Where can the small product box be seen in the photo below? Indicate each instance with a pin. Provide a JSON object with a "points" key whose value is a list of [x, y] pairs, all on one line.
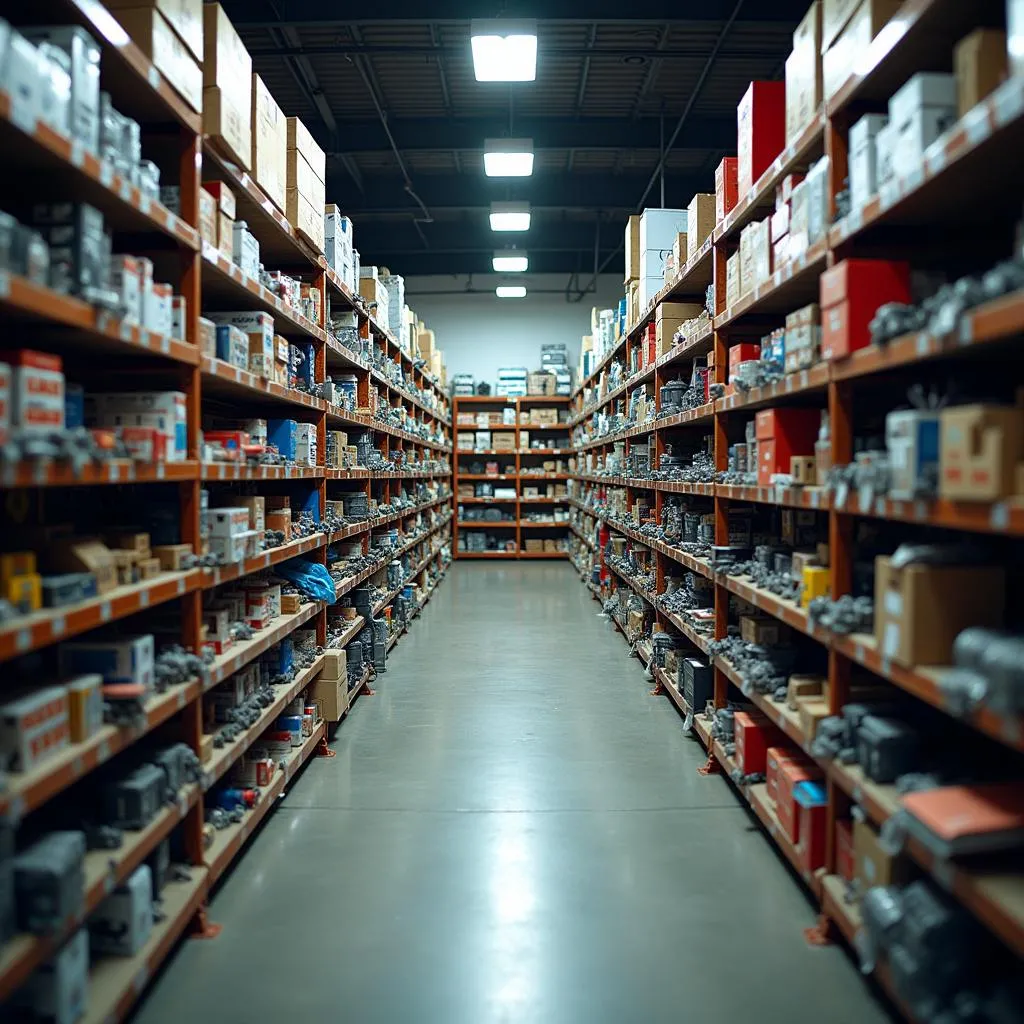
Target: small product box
{"points": [[920, 609], [121, 659]]}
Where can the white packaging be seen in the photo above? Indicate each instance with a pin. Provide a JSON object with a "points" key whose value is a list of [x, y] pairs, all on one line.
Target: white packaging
{"points": [[817, 201], [658, 228], [123, 922], [58, 990], [19, 78], [126, 280], [123, 659], [305, 444], [245, 250], [863, 165], [925, 89]]}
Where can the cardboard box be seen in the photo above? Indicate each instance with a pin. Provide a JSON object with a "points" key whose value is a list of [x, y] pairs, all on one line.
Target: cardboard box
{"points": [[842, 51], [633, 249], [700, 218], [726, 186], [851, 293], [154, 36], [981, 65], [981, 450], [921, 609], [269, 143], [184, 16], [761, 131], [301, 141]]}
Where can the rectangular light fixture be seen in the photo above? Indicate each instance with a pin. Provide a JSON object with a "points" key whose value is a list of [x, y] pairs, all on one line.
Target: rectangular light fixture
{"points": [[504, 50], [510, 261], [508, 158], [510, 216]]}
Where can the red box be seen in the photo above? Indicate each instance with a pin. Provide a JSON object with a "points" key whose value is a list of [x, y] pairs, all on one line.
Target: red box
{"points": [[761, 131], [790, 773], [782, 433], [813, 814], [851, 294], [754, 735], [742, 352], [845, 860], [726, 195], [775, 758]]}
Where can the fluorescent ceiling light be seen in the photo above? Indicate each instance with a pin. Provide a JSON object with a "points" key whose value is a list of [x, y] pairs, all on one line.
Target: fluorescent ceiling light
{"points": [[510, 216], [510, 261], [504, 50], [508, 158]]}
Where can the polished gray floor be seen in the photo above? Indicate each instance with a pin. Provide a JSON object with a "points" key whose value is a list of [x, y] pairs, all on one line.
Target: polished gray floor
{"points": [[513, 832]]}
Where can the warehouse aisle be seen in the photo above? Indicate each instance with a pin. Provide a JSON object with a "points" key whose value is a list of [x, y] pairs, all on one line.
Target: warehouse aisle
{"points": [[512, 832]]}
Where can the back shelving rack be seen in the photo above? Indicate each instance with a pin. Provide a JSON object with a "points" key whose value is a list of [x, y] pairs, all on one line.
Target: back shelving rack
{"points": [[521, 466], [955, 215], [97, 349]]}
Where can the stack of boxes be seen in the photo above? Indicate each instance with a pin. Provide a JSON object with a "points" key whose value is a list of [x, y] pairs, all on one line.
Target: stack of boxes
{"points": [[306, 172]]}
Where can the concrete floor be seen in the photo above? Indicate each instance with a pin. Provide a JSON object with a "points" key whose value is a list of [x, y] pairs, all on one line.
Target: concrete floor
{"points": [[512, 833]]}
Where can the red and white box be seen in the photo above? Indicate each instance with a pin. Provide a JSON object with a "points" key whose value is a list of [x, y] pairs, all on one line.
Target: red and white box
{"points": [[37, 390]]}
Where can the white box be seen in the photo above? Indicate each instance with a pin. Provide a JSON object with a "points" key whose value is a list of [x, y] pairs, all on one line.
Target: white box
{"points": [[124, 659], [659, 227], [925, 89], [863, 165], [245, 250], [123, 922], [305, 444], [58, 990]]}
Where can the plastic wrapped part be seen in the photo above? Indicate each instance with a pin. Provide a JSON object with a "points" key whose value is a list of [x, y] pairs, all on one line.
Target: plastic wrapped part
{"points": [[49, 882], [310, 578]]}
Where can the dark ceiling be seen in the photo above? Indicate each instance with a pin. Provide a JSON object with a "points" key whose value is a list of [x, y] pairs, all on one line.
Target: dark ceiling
{"points": [[393, 100]]}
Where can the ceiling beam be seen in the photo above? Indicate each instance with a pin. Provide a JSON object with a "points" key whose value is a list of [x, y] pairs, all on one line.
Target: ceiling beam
{"points": [[555, 192], [547, 133], [335, 13]]}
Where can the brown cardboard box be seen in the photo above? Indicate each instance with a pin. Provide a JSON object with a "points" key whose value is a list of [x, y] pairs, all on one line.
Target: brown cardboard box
{"points": [[332, 697], [155, 37], [269, 138], [841, 55], [873, 865], [699, 220], [184, 16], [803, 74], [632, 251], [227, 125], [980, 450], [800, 688], [301, 141], [207, 217], [335, 664], [84, 555], [981, 66], [812, 712], [920, 609]]}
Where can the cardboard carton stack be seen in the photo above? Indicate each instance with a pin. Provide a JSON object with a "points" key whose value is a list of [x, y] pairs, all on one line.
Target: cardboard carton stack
{"points": [[227, 72], [306, 197]]}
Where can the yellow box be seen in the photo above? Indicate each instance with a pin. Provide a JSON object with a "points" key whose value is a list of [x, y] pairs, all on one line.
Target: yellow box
{"points": [[269, 148], [816, 583], [25, 592]]}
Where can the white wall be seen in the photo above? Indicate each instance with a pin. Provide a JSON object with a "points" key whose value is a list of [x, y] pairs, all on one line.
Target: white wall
{"points": [[478, 333]]}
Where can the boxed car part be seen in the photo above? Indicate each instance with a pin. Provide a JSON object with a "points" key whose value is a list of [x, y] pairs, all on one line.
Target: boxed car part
{"points": [[227, 73], [761, 131], [920, 608], [49, 882], [33, 726], [120, 659], [851, 293]]}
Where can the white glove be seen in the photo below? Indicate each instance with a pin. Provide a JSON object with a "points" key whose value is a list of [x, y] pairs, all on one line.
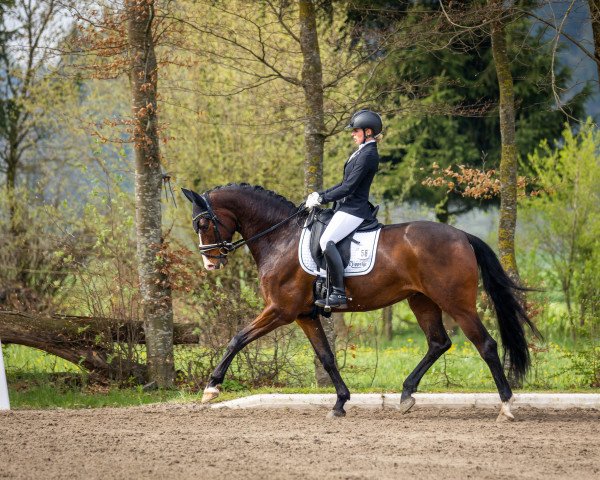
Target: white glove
{"points": [[312, 200]]}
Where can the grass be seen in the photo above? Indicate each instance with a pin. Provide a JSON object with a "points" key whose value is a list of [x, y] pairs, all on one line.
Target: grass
{"points": [[40, 380]]}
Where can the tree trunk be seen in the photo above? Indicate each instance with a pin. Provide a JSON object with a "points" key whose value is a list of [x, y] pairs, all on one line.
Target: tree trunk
{"points": [[312, 83], [595, 20], [154, 284], [86, 341], [508, 161], [314, 131], [386, 317]]}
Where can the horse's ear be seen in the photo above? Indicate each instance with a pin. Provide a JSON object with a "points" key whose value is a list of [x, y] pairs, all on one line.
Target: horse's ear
{"points": [[192, 196]]}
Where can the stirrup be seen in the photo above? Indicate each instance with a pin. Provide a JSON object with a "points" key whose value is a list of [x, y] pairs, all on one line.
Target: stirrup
{"points": [[336, 299], [320, 290]]}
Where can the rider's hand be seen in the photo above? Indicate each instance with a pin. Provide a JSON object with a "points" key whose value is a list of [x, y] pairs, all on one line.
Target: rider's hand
{"points": [[312, 200]]}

→ **ACTIVITY**: Reproduce each entry precisely, dropping only the pictures.

→ **RESPONSE BOX**:
Where can the small product box be seen in the photo below? Indicate each instance with a pin. Provide a JSON object with a "points" key whose value is a list of [x, y] pairs, all on one line.
Target: small product box
{"points": [[920, 609], [121, 659]]}
Where can the white packaging be seen in the photo above? Indicate each instance with a pin. Provide a JSON object with a "points" key whose value is a list of [x, y] pairs, all on one line.
Target: white packaging
{"points": [[817, 201], [658, 228], [123, 922], [58, 990], [19, 78], [126, 280], [123, 659], [305, 444], [245, 250], [863, 165], [925, 89]]}
Where can the cardboard box be seen in the photo above? Indicate each instance with a pin. Provide a JSON object with a "points" key whose value is a list of [x, y] pairs, all on one line.
Target: cardboard box
{"points": [[842, 51], [633, 249], [700, 218], [726, 186], [851, 293], [154, 36], [981, 65], [981, 450], [921, 609], [269, 143], [184, 16], [761, 131], [301, 141]]}
Where can the rectangular light fixture be seen in the photo above? Indicate each instance with a pin. Provide a JSON object with a "points" key whose value is a list of [x, y] pairs, all on one line.
Target: rectangular light fixture
{"points": [[504, 50], [510, 261], [508, 158], [510, 216]]}
Where can the red box be seen in the photo above? Indicate each instance with a pin. Provide a JSON object with a "points" key whose value is a list of [x, y] pairs, all on one line.
Target: red box
{"points": [[761, 131], [790, 773], [782, 433], [813, 814], [851, 294], [754, 735], [742, 352], [845, 860], [726, 195], [775, 758]]}
Where can the fluorescent ceiling light be seen in the photo above? Indicate each instance with a pin. Provide a JSON object with a "points" key whose value is a list of [x, y] pairs, all on one line.
Target: fluorescent ceiling light
{"points": [[510, 216], [510, 261], [504, 50], [508, 158]]}
Where can the polished gray floor be seen in the photo above? Indicate each instance with a pin. Provide a JSON object with a "points" key whose value is a list of [x, y] pairs, all on one line.
Target: polished gray floor
{"points": [[513, 832]]}
Where can the warehouse aisle be seen in the photo above? Indicate each instance with a pin. Provide a JSON object with a "points" key whose value is a list of [x, y] pairs, all on one line.
Target: warehouse aisle
{"points": [[512, 832]]}
Where can the back shelving rack be seen in the photo above? Indicate each instance with a pin. Provide a JSON object with a "points" key whose value is a list of [x, y] pairs, all on one line.
Target: back shelving rack
{"points": [[521, 466], [955, 215], [97, 349]]}
Where can the stack of boxes be seen in the photo above? Indicate each instance with a pin. Provide a JSON object with a "points" key whose value is a list of [x, y] pairs, all on one line.
Target: stack of boxes
{"points": [[306, 172]]}
Where can the concrete floor be seen in the photo above? Indicate each instance with a pin. Provide a JSON object with a "points" key whose value is a list of [x, y] pairs, all on one line.
Target: concrete floor
{"points": [[512, 833]]}
Where can the red and white box be seen in the photo above? Indicate each instance with a pin. Provide a JSON object with a "points" key whose value is a list of [x, y] pairs, all on one line.
Target: red and white box
{"points": [[37, 390]]}
Where can the white box be seen in the photo above? Indicate each instance with a pin. Provide a JSON object with a "points" key whose value is a list of [x, y] pairs, all on one line.
Target: white box
{"points": [[124, 659], [659, 227], [925, 89], [863, 165], [245, 250], [123, 922], [305, 444], [58, 990]]}
Where can the plastic wrapped part be seen in the photo above? Indicate each instance with a pin. Provide a JSON object with a "points" key whose value is a list of [x, y] pairs, all on one line.
Target: plastic wrapped part
{"points": [[49, 882], [310, 578]]}
Where can the dark ceiling be seen in the photo above? Indicate each instance with a pin. Provide a JSON object with a "points" key whose value is a list of [x, y] pairs, all on one line.
Target: dark ceiling
{"points": [[393, 100]]}
Where can the ceiling beam be seen in the photo above? Indicate each instance with a pin. Provide a JSON object with a "points" key whose value is a list of [x, y] pairs, all on one line.
Target: ceiling beam
{"points": [[555, 192], [547, 133], [335, 13]]}
Where can the brown cardboard box be seen in the photo above? Indicate each instance with a pin. Provide a JSON object with a "points" key whose value is a list of [x, y] pairs, all on one line.
Target: brown cardboard box
{"points": [[332, 697], [155, 37], [269, 138], [841, 55], [873, 865], [699, 220], [184, 16], [803, 74], [632, 251], [227, 125], [980, 450], [800, 688], [301, 141], [207, 217], [335, 664], [84, 555], [981, 66], [812, 712], [920, 609]]}
Where can the cardboard carton stack be seen in the photo above? Indicate each instance with a pin. Provide a JSON object with a "points" key whose value is a list of [x, y] pairs, all on one line.
Target: cardboard carton stack
{"points": [[227, 72], [306, 197]]}
Where can the yellow box be seen in the photo above? Indicate each instance with a pin. Provide a JSON object with a "points" key whose value is a list of [x, y] pairs, all on one line.
Target: yellow box
{"points": [[269, 148], [816, 583], [25, 592]]}
Where can the white wall be seen in the photo above? Indicate each instance with a pin. Provide a JSON object with a "points" key whose value is a list of [x, y] pairs, all on one line.
Target: white wall
{"points": [[478, 333]]}
Where can the boxed car part be seen in the photo above? Indicate each instance with a pin. Provide a JSON object with a "points" key whose value is a list of [x, y] pairs, all on one line.
Target: boxed car part
{"points": [[227, 73], [761, 131], [920, 608], [49, 882], [33, 726], [120, 659], [851, 293]]}
Where can the white glove be seen in the photo below? Indicate each instance with a pin. Provide a JSON object with a "points" key whose value is a list of [x, y] pairs, all on one line.
Target: white glove
{"points": [[312, 200]]}
Where can the grass be seen in the photo above? Indicate each instance with a pin. Provide a JSON object with a "points" key whose value is a list of [x, y] pairs, all on one line.
Target: grass
{"points": [[40, 380]]}
Where can the tree trunk be seen in the photo above? Indicate each instance with a pin. Provide a JSON object with a "points" key whose value is a list of [x, y] pairs, all on one line.
Target: tree trunk
{"points": [[312, 83], [595, 20], [154, 284], [86, 341], [508, 161], [314, 131], [386, 317]]}
Where can the horse's ear be seen in the photo above? Indicate each instance with a pin. Provide a JSON object with a "points" key whose value is a list of [x, y] pairs, all on one line.
Target: horse's ear
{"points": [[192, 196]]}
Where can the stirrup be seen in the photo above? Indicate each instance with a pin. Provide a JSON object with a "points" key whose value is a list of [x, y] pairs, all on one line.
Target: stirrup
{"points": [[336, 299], [320, 290]]}
Where can the rider's hand be seen in the photo above? Indicate each instance with a pin. Provide a JSON object with a "points" key whose value is a list of [x, y] pairs, all on one line.
Target: rider's hand
{"points": [[312, 200]]}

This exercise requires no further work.